REQUIREMENT.
Reproduce the data below line for line, changing nothing.

[BEGIN ROWS]

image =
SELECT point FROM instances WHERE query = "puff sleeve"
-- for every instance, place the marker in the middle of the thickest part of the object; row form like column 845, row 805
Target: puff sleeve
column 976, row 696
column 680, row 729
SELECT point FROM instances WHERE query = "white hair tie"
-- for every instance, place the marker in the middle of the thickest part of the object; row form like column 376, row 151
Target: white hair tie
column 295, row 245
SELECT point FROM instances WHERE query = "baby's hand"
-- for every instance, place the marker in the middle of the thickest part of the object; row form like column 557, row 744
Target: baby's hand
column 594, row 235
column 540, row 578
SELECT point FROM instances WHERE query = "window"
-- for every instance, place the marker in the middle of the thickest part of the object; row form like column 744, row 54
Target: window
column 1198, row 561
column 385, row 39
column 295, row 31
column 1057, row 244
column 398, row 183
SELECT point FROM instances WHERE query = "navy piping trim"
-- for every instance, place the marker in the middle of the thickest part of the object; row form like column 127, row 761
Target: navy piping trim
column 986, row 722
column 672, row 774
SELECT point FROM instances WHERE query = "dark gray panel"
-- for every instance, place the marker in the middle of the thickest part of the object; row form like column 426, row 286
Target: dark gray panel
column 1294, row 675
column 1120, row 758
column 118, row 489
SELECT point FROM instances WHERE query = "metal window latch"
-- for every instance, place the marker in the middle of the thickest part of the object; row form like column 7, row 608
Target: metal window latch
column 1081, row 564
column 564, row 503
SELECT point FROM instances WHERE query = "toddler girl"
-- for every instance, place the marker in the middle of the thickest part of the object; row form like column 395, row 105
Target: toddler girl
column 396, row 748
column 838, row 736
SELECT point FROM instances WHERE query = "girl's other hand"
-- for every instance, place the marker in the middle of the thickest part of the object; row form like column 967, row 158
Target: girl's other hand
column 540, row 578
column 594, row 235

[END ROWS]

THE COMPLETED TASK.
image =
SELECT point FROM instances WHERE query = "puff sleeve"
-- for every instance, place the marker in the middle of the thickest part of the object; row form like column 845, row 805
Target: puff sleeve
column 976, row 696
column 680, row 729
SELECT point FROM instances WHERE query = "white hair tie"
-- for every instance, place the marker in the middle of the thickest part of the object; row form like column 376, row 151
Target: white hair tie
column 295, row 245
SELECT point FROM instances WHERE query = "baby's hand"
-- for every instance, place the marker in the middle of the thickest part of the object; row form like column 557, row 744
Target: baby's hand
column 594, row 235
column 540, row 578
SELECT point FROM instances WHERE query = "window"
-- for every instance, place the marker in the middle of the thickest part of the object; row form like column 744, row 54
Target: window
column 1198, row 561
column 385, row 39
column 295, row 31
column 1057, row 244
column 398, row 183
SELECT point FROM instances WHERE query = "navy piping trim"
-- for every instance, place the marker in the middle of the thickest part of the object; row form like column 127, row 761
Target: navy piping trim
column 986, row 722
column 672, row 774
SELECT point FROM instances WHERE query = "dark gray panel"
-- for every instance, place the marker in the middle of the thickest part of the object; row form like column 426, row 286
Target: dark gray panel
column 1294, row 675
column 1120, row 758
column 118, row 489
SELECT point FROM instances WHERE query = "metal window latch"
-- for every instance, place the marker in the middle of the thickest part of the object; row form like column 7, row 608
Target: metal window latch
column 1081, row 564
column 564, row 503
SELECT point FROM instances WHERE query = "toddler girl"
-- for every instance, place the marker in the middle of the thickest part of the object; row form like column 395, row 105
Target: toddler girl
column 396, row 748
column 838, row 736
SELECT point FROM instances WHERE query = "girl's other hand"
-- for every instance, place the marker in the middle of the thickest part of the object; row form like column 967, row 158
Target: girl's other hand
column 540, row 578
column 594, row 235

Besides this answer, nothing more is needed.